= RIGHE FORNITE =
_ _ _
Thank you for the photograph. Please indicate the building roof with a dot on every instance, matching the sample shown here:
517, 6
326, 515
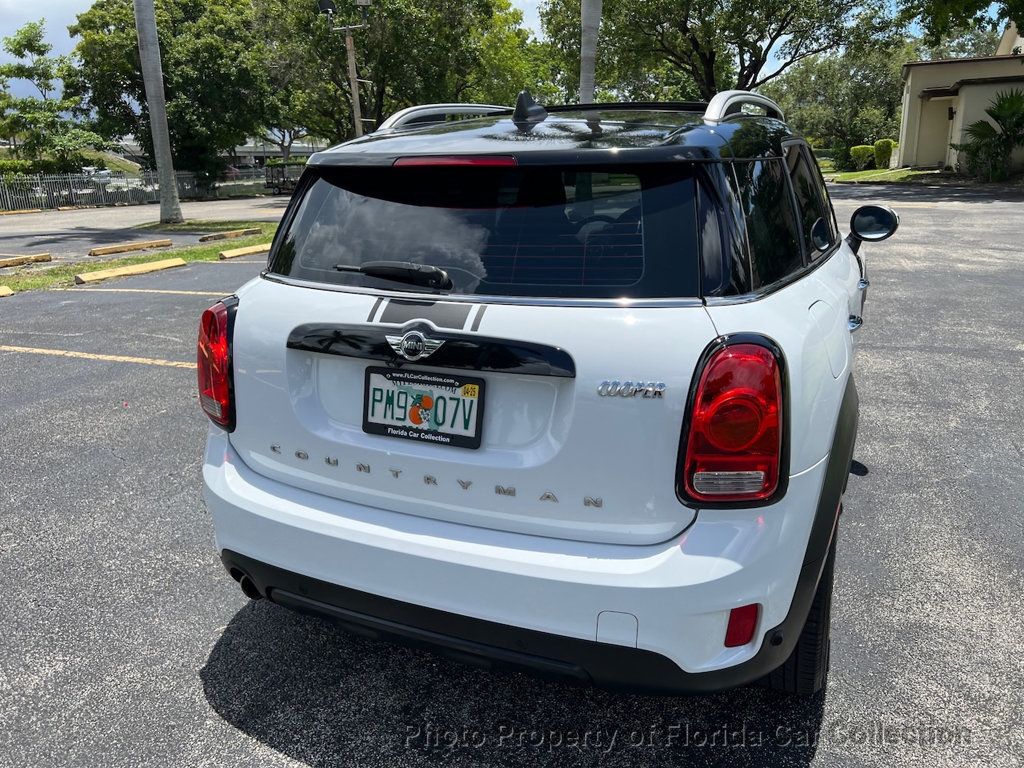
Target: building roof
599, 134
951, 90
939, 61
_ _ _
= SCOPO DEL COMPITO =
Duplica tutte le righe qui sopra senza cambiare nulla, ma ometti le immagini.

= RISULTATO COMPLETO =
Thank you for the photograph. Please indicate the building roof with a dot on every instance, matching the sample shown here:
517, 6
326, 515
Target: building roof
599, 134
951, 90
939, 61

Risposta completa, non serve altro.